#### [WRITTEN INSTRUCTION]
Rewrite only the entries starting at the line that contains "crowd in this photo." and ending at the end of the entries, changing "Curb-usage audit" to "Curb-use survey" and keeping everything else the same.

#### [SOURCE MATERIAL]
########################################

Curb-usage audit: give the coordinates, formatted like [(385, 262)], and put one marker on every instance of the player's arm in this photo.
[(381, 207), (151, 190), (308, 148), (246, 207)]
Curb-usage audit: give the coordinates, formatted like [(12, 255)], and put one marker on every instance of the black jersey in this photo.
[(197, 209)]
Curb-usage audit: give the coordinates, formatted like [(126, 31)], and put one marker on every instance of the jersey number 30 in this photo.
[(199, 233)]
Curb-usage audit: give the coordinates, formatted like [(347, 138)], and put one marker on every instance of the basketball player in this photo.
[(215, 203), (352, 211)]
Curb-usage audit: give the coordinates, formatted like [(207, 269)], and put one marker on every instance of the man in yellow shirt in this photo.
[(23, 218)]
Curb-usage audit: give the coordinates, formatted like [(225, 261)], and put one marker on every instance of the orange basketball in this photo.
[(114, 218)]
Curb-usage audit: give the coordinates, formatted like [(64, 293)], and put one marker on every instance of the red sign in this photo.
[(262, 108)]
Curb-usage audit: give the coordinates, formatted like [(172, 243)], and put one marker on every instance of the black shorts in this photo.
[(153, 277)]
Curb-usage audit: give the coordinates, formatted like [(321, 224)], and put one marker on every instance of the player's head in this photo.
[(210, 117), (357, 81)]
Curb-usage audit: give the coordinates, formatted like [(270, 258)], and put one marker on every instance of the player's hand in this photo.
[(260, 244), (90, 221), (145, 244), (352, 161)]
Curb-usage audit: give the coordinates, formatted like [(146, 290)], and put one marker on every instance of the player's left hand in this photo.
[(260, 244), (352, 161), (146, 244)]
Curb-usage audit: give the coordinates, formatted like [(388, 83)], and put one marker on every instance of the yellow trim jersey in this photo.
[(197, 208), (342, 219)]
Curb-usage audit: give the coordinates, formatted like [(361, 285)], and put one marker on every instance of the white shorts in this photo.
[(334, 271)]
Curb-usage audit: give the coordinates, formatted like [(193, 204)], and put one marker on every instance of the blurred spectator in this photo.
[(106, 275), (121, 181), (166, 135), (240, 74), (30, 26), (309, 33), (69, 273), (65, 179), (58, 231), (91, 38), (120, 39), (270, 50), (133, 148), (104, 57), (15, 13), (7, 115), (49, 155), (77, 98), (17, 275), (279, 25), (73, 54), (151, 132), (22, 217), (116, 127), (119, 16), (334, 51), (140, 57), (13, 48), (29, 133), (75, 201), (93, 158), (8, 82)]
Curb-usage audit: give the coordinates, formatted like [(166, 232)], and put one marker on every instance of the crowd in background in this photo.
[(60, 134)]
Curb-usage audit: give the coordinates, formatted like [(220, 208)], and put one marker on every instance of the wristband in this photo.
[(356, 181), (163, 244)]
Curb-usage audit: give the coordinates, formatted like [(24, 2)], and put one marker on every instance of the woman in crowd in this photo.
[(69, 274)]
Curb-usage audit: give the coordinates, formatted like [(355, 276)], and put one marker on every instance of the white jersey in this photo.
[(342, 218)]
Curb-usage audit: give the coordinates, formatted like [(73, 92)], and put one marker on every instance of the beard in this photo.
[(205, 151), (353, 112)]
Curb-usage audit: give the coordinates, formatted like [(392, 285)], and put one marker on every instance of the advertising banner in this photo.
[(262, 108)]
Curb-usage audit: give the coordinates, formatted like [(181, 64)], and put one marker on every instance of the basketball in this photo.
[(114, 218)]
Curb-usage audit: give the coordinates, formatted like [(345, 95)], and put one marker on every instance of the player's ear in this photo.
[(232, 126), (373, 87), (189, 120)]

########################################

#### [OUTPUT OF THE TASK]
Curb-use survey: give the coordinates, formatted like [(24, 2)], and put one marker on every instance of the woman in crowd in this photo.
[(69, 274)]
Curb-use survey: give the coordinates, formatted like [(355, 276)], and put one marker on every instance of the white jersey in this photo.
[(342, 218)]
Curb-use survey: give the coordinates, formatted like [(73, 92)], and put one marker on every instance of the beard in this photo.
[(205, 151), (353, 112)]
Curb-use survey: give the coordinates, formatted like [(392, 285)], and put one marker on every instance of the advertising banner in this photo.
[(262, 108)]
Curb-use survey: give the coordinates, formatted like [(181, 64)], and put one marker on every instance of the basketball in this photo.
[(114, 218)]
Curb-use survey: give the coordinates, formatted like [(345, 95)], and put one marker on every instance of the player's ear in this photo.
[(232, 126), (373, 87), (189, 120)]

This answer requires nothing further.